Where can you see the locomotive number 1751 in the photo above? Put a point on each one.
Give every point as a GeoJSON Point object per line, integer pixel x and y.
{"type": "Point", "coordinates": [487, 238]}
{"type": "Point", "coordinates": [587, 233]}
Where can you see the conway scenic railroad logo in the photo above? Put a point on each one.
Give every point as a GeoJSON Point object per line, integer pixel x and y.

★ ★ ★ ★ ★ ★ ★

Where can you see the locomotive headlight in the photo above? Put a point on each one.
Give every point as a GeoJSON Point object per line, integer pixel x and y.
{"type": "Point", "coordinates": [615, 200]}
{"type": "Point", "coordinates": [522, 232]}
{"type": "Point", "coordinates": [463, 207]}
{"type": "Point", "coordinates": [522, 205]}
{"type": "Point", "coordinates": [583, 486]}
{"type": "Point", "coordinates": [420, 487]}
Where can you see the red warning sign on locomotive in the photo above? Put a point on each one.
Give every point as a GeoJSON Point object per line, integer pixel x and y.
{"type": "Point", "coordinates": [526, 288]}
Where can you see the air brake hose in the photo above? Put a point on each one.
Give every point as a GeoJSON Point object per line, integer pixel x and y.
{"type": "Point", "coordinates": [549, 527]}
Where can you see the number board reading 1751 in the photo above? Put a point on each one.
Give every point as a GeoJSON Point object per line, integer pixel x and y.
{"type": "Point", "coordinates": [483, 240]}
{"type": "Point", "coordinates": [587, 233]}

★ ★ ★ ★ ★ ★ ★

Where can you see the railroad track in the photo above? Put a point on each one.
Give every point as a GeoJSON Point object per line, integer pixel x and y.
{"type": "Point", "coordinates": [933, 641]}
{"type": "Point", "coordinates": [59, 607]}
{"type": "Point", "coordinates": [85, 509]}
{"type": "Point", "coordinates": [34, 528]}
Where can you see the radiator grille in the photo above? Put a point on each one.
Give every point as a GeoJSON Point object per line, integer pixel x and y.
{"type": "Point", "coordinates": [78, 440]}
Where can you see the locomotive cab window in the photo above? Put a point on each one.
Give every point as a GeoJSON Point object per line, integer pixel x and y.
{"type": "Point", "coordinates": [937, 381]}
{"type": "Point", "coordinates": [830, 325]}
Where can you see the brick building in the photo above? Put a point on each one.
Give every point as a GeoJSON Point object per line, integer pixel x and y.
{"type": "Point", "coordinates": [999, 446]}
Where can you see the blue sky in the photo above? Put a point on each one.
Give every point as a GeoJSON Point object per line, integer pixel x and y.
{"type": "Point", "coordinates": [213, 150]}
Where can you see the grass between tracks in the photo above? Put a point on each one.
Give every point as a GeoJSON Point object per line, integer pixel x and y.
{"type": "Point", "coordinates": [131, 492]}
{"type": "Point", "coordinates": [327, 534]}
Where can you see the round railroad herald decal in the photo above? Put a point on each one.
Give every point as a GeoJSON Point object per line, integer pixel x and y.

★ ★ ★ ★ ★ ★ ★

» **Exercise objective**:
Among the records above, find each line holding "locomotive" and list it.

» **Output below**:
Where can you see the locomotive number 1751 in the photo above? Put a point on each one.
Where can you see the locomotive headlight in the photo above? Put a point on each one.
Where can you see the red warning sign on locomotive in the photo above? Put a point on each one.
Where can you see the locomotive cab window in the photo above? Put a point on each one.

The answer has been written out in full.